▶ _DESCRIPTION OF THE TASK_: Please rewrite every line of the records below, wording included, with each point coordinate in the answers multiplied by 0.4 and rounded to a whole number, halves going up. Omit the pictures from what you return.

▶ _ENTRIES SUPPLIED_:
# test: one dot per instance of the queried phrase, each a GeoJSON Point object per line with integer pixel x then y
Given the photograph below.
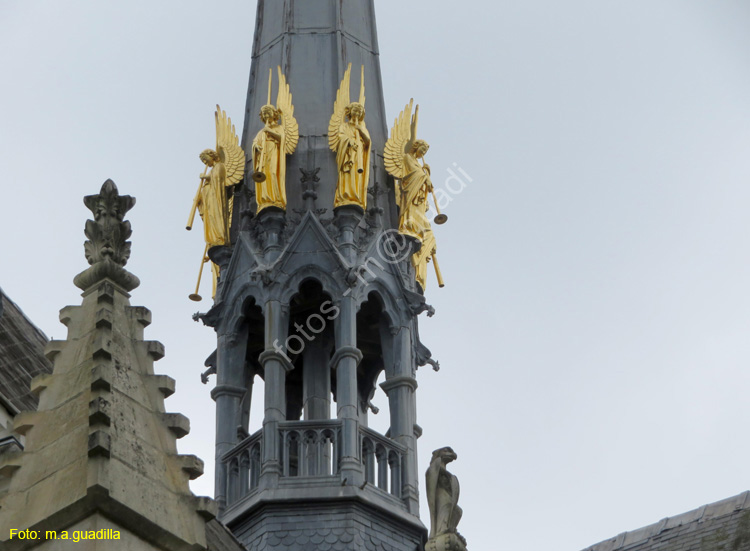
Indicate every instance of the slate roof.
{"type": "Point", "coordinates": [720, 526]}
{"type": "Point", "coordinates": [219, 538]}
{"type": "Point", "coordinates": [21, 357]}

▶ _THE RESULT_:
# test: one dot per instance of the queried phrase, each a GeoJSON Point object per line with integer pixel x then y
Given the photograph below.
Indicate every instance of the slate roof.
{"type": "Point", "coordinates": [288, 210]}
{"type": "Point", "coordinates": [88, 215]}
{"type": "Point", "coordinates": [8, 143]}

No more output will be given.